▸ **SHORT TASK 1**:
List every line in the listing below that contains the word "coffee".

▸ **DOCUMENT PASSAGE**:
◆ ◆ ◆

In metamaterials with a complex microstructure, the role of higher-gradient terms in the mechanical response is not negligible. Here, our goal is to identify the parameters of a homogenized model for a type of metamaterials known as pantographic structures. For the description of the pantographic structure, we employ a 2D non-linear second-gradient model which considers the complex structure as a homogenized plate [1]. The parameters of the model are identified for the corresponding structure through an automatized optimization algorithm [2]. We validate the identified parameters for the dynamic regime by comparing displacement plots with experiments [3].
Experimental results are obtained by applying forced oscillations to pantographic specimens made by 3D-printing technology. Qualitative and quantitative analyses for different frequency ranges show a good agreement far away from the eigenfrequencies while discrepancies are present close to the eigenfrequencies. To investigate the effect of microinertia, we include higher-order inertia in the model. As a result, the computations moved favorably toward predicting the mechanical behavior close to the eigenfrequencies. However, the experimental characterization of higher-order inertial terms that exist in theories is not yet understood, therefore there is no clear methodology for determining their values up to now. Further studies in this direction are encouraged.

◆ ◆ ◆

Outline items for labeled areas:
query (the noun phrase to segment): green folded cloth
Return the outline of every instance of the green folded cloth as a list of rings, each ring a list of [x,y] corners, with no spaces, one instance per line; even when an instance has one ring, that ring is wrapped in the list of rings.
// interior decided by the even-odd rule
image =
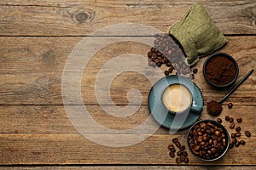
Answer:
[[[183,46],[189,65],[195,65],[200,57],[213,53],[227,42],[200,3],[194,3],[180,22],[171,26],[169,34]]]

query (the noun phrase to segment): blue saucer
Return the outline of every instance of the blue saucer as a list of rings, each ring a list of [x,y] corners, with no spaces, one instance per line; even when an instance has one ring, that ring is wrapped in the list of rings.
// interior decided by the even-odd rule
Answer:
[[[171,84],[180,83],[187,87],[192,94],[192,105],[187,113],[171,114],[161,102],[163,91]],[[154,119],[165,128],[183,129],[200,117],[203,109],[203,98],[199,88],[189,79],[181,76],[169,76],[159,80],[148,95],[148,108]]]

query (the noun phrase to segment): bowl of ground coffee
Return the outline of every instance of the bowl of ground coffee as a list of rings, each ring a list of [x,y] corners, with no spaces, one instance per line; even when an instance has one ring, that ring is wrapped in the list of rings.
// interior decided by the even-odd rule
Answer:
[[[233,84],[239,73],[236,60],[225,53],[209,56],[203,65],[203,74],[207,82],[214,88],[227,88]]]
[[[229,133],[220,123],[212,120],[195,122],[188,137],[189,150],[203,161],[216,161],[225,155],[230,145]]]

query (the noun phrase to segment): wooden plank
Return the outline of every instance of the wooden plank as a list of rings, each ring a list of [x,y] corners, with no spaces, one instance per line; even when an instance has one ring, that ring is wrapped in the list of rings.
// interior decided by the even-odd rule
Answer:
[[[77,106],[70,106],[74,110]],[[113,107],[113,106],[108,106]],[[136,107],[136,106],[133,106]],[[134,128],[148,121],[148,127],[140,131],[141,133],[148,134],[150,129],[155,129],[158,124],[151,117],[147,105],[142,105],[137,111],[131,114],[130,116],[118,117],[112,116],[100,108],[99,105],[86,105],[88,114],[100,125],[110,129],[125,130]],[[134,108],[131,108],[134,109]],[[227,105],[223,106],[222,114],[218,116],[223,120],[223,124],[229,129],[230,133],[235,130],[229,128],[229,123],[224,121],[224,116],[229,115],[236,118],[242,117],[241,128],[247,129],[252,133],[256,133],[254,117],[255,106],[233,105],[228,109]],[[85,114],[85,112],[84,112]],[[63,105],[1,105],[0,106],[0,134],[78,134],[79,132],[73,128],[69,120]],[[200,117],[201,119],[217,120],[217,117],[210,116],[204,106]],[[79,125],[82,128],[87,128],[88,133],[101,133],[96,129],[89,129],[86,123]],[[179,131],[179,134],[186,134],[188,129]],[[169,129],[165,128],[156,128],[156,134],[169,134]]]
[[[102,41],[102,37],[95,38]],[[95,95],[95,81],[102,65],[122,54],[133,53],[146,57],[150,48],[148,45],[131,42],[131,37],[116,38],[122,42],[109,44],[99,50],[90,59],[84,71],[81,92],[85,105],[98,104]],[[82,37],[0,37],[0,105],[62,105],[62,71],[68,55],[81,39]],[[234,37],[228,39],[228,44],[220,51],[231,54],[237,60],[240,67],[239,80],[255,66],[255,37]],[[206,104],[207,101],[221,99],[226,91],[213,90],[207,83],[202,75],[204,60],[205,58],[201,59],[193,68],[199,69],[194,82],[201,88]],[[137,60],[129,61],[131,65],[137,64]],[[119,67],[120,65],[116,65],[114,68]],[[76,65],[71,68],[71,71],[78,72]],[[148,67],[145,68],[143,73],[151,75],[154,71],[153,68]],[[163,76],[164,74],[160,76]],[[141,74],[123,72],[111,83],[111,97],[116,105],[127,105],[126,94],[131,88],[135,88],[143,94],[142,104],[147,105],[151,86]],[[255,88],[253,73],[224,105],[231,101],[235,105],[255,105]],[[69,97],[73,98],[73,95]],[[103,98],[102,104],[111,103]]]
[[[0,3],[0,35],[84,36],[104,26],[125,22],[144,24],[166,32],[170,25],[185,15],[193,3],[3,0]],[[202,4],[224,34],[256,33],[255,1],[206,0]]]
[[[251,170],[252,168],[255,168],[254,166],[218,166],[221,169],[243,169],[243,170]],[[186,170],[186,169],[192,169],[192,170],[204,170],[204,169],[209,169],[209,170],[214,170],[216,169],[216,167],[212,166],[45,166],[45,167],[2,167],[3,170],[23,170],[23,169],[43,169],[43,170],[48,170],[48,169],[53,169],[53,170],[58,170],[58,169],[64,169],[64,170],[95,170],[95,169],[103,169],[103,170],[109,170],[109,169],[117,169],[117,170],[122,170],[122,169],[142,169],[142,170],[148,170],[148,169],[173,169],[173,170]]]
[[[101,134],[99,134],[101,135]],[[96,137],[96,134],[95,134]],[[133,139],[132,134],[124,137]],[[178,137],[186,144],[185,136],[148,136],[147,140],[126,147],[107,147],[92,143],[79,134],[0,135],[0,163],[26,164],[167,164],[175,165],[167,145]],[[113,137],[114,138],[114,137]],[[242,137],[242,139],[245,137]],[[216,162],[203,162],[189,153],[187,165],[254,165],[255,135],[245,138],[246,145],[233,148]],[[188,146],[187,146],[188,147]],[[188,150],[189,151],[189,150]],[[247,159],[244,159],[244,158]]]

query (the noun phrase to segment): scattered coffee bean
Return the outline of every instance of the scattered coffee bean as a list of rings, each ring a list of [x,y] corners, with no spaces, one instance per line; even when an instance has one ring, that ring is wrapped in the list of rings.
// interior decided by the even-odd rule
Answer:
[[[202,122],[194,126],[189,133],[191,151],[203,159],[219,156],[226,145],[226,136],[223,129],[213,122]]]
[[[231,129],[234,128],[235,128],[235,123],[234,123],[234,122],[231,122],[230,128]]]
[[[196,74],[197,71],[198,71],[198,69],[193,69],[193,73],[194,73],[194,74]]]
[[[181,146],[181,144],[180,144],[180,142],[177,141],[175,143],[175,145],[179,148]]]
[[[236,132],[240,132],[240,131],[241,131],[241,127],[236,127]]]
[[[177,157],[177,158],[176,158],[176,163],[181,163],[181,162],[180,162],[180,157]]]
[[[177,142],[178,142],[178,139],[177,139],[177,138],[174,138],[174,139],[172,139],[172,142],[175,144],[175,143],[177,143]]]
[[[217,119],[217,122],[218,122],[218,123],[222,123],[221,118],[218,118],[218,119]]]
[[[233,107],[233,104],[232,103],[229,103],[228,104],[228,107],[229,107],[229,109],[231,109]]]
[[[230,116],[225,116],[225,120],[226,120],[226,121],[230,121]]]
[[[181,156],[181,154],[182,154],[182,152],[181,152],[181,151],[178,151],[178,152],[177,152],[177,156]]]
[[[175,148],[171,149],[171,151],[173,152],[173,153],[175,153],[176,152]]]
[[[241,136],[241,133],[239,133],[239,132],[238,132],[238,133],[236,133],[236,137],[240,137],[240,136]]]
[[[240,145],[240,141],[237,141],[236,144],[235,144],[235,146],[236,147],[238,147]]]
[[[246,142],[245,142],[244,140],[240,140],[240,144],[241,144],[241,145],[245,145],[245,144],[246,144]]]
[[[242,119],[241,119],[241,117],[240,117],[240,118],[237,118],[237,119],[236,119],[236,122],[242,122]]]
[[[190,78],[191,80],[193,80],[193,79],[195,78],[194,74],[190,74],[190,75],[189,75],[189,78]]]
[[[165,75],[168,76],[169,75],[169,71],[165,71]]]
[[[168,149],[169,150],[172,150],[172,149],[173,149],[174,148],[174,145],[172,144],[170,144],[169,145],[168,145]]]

◆ ◆ ◆

▸ **SHORT TASK 2**:
List each bracketed reference number that appears in the passage on pantographic structures.

▸ **RESPONSE 1**:
query (the noun phrase to segment): bowl of ground coffee
Return the outline of every instance of the bowl of ground coffee as a list of rings, each ring a list of [x,y] corners, with no spaces, one instance per line; even when an instance has one ring, that ring is wrapped in the list of rings.
query (the noun phrase to segment): scattered coffee bean
Return the outline of every instance of the scattered coffee bean as a list of rings, each ring a list of [x,y] corners, with no spaces, one instance per line; even when an instance has one ring, that ring is wrapped in the list of rings.

▸ **RESPONSE 2**:
[1], [2], [3]